--- WORKING DATA ---

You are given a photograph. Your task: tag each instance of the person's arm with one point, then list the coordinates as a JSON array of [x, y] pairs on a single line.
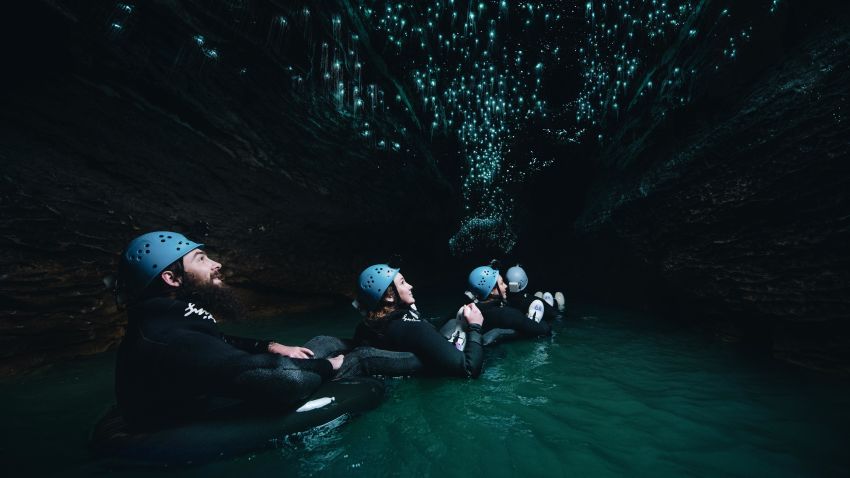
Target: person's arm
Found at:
[[203, 364], [510, 318], [254, 346], [438, 354]]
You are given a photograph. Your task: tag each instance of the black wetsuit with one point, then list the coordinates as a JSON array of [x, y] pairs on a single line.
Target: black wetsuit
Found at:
[[522, 300], [174, 366], [404, 331], [499, 316]]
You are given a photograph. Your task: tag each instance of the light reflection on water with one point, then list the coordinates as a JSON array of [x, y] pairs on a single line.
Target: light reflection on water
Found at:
[[611, 393]]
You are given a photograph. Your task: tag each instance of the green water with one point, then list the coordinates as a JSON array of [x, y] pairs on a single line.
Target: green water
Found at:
[[611, 393]]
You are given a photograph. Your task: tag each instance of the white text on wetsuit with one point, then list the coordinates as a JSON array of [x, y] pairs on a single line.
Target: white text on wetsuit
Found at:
[[190, 309]]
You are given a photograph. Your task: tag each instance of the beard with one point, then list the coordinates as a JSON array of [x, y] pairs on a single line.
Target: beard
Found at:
[[219, 299]]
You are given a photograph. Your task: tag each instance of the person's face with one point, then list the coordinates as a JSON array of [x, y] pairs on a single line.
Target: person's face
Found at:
[[201, 269], [404, 290], [501, 288]]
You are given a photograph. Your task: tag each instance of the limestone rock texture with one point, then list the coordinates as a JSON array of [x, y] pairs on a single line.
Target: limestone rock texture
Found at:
[[104, 136], [734, 211]]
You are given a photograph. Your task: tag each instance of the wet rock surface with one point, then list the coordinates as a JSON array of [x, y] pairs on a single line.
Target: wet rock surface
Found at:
[[106, 137], [734, 213]]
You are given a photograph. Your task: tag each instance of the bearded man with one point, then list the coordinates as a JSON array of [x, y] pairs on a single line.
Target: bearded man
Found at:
[[174, 365]]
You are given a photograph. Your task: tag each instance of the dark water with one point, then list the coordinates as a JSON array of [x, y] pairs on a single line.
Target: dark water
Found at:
[[611, 393]]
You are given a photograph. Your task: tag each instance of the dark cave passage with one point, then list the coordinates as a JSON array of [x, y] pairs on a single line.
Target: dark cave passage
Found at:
[[686, 157]]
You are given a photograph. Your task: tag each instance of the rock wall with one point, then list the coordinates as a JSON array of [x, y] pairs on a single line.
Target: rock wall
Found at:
[[105, 134], [736, 209]]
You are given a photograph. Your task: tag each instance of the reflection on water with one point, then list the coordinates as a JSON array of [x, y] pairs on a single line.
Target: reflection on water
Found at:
[[610, 393]]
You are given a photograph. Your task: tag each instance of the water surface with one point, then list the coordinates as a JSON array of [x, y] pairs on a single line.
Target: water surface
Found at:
[[611, 393]]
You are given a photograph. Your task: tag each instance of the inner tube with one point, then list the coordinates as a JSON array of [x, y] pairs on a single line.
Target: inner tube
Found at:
[[240, 431]]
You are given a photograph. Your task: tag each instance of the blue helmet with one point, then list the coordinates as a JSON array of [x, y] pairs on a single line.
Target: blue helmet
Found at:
[[482, 280], [148, 255], [373, 282], [516, 274]]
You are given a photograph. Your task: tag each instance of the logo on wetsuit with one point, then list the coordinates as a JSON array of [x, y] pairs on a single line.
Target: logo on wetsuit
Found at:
[[190, 309]]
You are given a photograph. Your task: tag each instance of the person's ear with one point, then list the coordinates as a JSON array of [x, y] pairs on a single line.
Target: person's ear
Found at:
[[169, 278]]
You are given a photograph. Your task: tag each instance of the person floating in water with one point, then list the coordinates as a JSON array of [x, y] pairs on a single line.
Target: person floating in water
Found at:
[[174, 365], [489, 291], [392, 322], [551, 307]]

---

GIVEN INSTRUCTION: Could you copy all of the data above word for word, leaving out the pictures?

CORRECT ANSWER:
You are given a photograph. Your task: tag each instance of the person's arm with one point, then list the coordinates as a JSON array of [x, y] pairs on a single line.
Target: person's arm
Found at:
[[203, 364], [510, 318], [254, 346], [438, 354]]
You are given a photograph. Your task: tag each instance of the black wetsuit with one point, then list the coordinates as a JSON array of [x, y] pairs on a single line.
Target: black wetsuit
Found at:
[[522, 300], [174, 366], [404, 331], [499, 316]]
You are given a photograph. Your task: tag each instance of the light reflection on water with one point, then list the coordinates as a JSON array of [x, y] pairs on a single line.
Target: light reflection on water
Found at:
[[611, 393]]
You are given a photograph. Your task: tag each instance of the green water with one point, then list the coordinates as a JSON array of [x, y] pairs on a single line.
Target: green water
Found at:
[[611, 393]]
You are given a photograph. Your task: tag each instance of the white text on wetsuit with one point, then list the coordinates as a JSON array of [x, y] pairs on a single line.
Target: white text on wetsuit
Found at:
[[190, 309]]
You are given a photograph. Your task: tag each instance of the beard with one point, then list the coordinates as a JSON array of [x, y] pairs on a single line.
Target: beard
Found at:
[[219, 299]]
You are given a photograph. Your task: tag each instance of the person's face with one point, then list the coordinates as a JSON array of [x, y] pairs on a single line.
Target: person's face
Found at:
[[201, 269], [404, 290], [501, 288]]
You are given a photograph. Your task: tag each instance of the limestone rock texture with one point, then list the coordinates as a JSON array of [x, y] pairs on a single line.
Target: limestone rock texture
Found at:
[[104, 136], [734, 211]]
You are given a photograph. Your task: tag each instance of the wet rock surface with one point, then list the coordinates as a JSON array of [x, y] pairs on a single line.
Target: wet rock surface
Found at:
[[106, 137], [734, 213]]
You are given a photograph. Your task: tag each instance of the bearded man with one point, then list the coordinates as a JSON array of [x, y] pairs on a single line.
Target: bearded man
Found at:
[[174, 365]]
You are given a photograph. Your task: tag each instance of the dark water with one point, then list the coordinates as a JSON array of [x, y] pairs on a single line.
Target: dark water
Found at:
[[611, 393]]
You are given a photograph. Your task: tag each instance of the dark cave passage with one point, then list the coordinates as a JSON array of [x, y] pairs on a single line.
Target: dark cave passage
Found at:
[[686, 157]]
You are given a photograph. Your task: tag each instance of the rock wall with one point, then list the coordinates as a JSON array of [x, y] pairs on a single line.
Target: rock wall
Found at:
[[105, 134], [736, 209]]
You are given a photograph. Your task: tag each instance of the reflection on water with one point, then list the coordinates as a JSON array of [x, y] pairs on a single line.
Target: reflection on water
Found at:
[[610, 393]]
You are given a photograph. Your task: tag each instance of the water surface with one point, then list the coordinates as a JSON array of [x, y] pairs on a single line.
Target: water surface
Found at:
[[611, 393]]
You are given a photograph. Your task: tag each instance of the inner tube with one point, then list the coordinates as a JSON array of [x, y] pairs on a single line.
Target: inner tube
Found at:
[[240, 431]]
You are given a photograph. Your task: tag each instance of the blue helmet with one point, then list the coordinates as a JSON array of [x, y] pairs on a single line.
Target: blue helmet
Found at:
[[482, 280], [148, 255], [373, 282], [516, 274]]
You are given a photograph. Your task: tag each instance of the logo on wetsuit with one point, then list the coordinates as a JSON array of [x, y] pairs on a single line.
Target: logo on wetsuit
Found at:
[[190, 309]]
You are given a photograph. Your task: tag each instance of the person's ear with one point, then list the coordinates as a JSON array of [x, y] pairs on a single line.
Target: person's ear
Found at:
[[169, 278]]
You are given a photograph. Your task: tag each instance of the person floating in water with one point, then list the coordinates as a JSON array of [x, y] pairs on a single line.
Target: person floating in water
Found at:
[[174, 365], [489, 291], [392, 322], [551, 307]]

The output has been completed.